■ **STATED GOAL 1**
Return each line in the records below that contains the string "Target", treating uppercase and lowercase letters as different.
■ **STATED GOAL 2**
Pick up the passage below on Amazigh speech recognition and continue writing it from its last sentence.

■ **PAGE TEXT**
During the recording sessions, speakers were asked to utter the 10 digits and 33 alphabets sequentially starting with digits followed by alphabets. Audio recordings for a single speaker were saved into one “.wav” file and sometimes up to four “.wav” files depending on number of sessions the speaker spent to finish recording. It is time consuming to save every single recording once uttered.
Hence, the corpus consists of 10 repetitions of every digit and alphabets produced by each speaker. Depending on this, the corpus consists of 25,800 tokens. During the recording session, the waveform for each utterance was visualized back to ensure that the entire word was included in the recorded signal see Fig. 2. Therefore, there was a need to segment manually these bigger “.wav” files into smaller ones each having a single recording of a single word and manual classification of those “.wav” files into the corresponding directories was done. Wrongly pronounced utterances were ignored and only correct utterances are kept in the database.
3.3 Training
Training is the process of learning the Acoustic Model and Language Model to construct the knowledge base used by the system. The knowledge base contains: Acoustic Model, Language Model and Pronunciation Dictionary.
3.3.1 Feature extraction
The purpose of this sub-system (see fig. 1) is to extract speech features which play a crucial role in speech recognition system performance.
As seen in Table 2, the parameters used in our system, were 16 KHz sampling rate with a 16 Kbit sample, 25.6 ms Hamming Window with consecutives frames overlap by 10 ms and Mel-Frequency Cepstral Coefficients (MFCC).
3.3.2 Acoustic model
The acoustic model provides a mapping between the observed features of basic speech units (phonemes) provided by the front-end of the system and the Hidden Markov Models (HMMs) (Huang et al. 1990). In the HMM based technique words in the target vocabulary are modeled as a sequence phonemes, while each phoneme is modeled as a sequence of HMM states. The basic HMM model used in this work is a 5-states HMMs architecture for each Amazigh phoneme, three emitting sates and two non emitting ones as entry and exit which join models of HMM units together in the ASR engine, as shown in Fig. 3. Each emitting state consists of Gaussian mixtures trained on 13 dimensional Coefficients MFCC, their delta and delta delta vectors, which are extracted from the signal.

■ **SUPPLIED MATERIAL**
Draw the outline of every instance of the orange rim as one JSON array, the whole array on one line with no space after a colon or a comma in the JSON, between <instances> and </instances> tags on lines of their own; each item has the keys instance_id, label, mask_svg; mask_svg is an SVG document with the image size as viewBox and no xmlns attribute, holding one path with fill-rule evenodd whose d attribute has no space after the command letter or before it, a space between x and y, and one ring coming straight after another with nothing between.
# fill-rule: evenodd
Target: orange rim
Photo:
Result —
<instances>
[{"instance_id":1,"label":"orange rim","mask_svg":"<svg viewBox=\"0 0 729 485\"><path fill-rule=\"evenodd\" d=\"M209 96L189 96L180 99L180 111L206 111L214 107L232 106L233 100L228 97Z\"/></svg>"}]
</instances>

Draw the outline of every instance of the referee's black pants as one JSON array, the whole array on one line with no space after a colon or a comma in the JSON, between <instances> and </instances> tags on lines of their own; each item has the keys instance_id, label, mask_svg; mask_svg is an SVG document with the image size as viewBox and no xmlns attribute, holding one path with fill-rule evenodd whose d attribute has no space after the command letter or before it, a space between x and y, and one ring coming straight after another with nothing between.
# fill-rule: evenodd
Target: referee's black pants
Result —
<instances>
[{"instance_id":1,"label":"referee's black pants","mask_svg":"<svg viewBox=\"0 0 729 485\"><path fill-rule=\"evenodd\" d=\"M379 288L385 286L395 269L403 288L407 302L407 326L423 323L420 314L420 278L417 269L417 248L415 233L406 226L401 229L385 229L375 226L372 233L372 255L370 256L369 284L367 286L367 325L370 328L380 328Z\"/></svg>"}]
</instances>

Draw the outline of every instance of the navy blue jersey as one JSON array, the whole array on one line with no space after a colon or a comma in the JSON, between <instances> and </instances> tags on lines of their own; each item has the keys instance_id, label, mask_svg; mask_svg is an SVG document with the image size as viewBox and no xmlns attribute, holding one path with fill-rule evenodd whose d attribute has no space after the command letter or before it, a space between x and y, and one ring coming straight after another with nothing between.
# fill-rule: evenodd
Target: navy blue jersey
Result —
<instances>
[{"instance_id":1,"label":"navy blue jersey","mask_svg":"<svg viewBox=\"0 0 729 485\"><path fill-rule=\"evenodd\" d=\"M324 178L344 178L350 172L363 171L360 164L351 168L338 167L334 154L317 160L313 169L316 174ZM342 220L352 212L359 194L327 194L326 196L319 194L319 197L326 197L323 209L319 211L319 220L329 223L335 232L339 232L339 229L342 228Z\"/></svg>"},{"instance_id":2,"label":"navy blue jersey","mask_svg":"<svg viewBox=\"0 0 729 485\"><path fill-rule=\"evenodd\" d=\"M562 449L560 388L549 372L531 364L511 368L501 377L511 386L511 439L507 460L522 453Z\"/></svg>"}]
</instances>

■ **TASK RESPONSE 1**
Target: orange rim
Target: referee's black pants
Target: navy blue jersey

■ **TASK RESPONSE 2**
In this study, the acoustic model was performed using speech signal from the Amazigh Alphadigits training database. Table 4 shows a description database subsets used in the training. Every recording in the training corpus are transformed into a sequence of feature vectors. For each recording, a set of features files are computed using the front-end provided by Sphinxtrain (CMU lmtool 2013). In this stage, the engine looks into the phonetic dictionary (see Table 3) which maps every used Amazigh word to a sequence of phonemes. During the training, all 44 Amazigh phonemes are used by means of a phone list (Satori et al. 2009). The Amazigh phonemes are further refined into Context-Dependent (CD) tri-phones and added to the HMM set.
3.3.3 Language model
The n-gram language model used by the ASR system guide the search for correct word sequence by predicating the likelihood of the nth word, using the \(n-1\) preceding words. The common feasible n-gram models are uni-gram, bi-gram and tri-gram. Creating of a language model consists of computing the word uni-gram counts, which are then converted into a task vocabulary, with word frequencies, generating the b-grams and tri-grams from the training text based on this vocabulary. In this work, The CMU-Cambridge statistical language modeling toolkit is used to generate Language model of our system (CMU lmtool 2013).
3.3.4 Pronunciation dictionary
The pronunciation dictionary called also lexicon it contains all Amazigh words we want to train followed by their pronunciation. Table 3, shows the phonetic dictionary list used in the training of our system. The alternate transcriptions marked with parenthesis like (2) stand for second pronunciation. The pronunciation dictionary serves as an intermediary between the Acoustic Model and Language Model.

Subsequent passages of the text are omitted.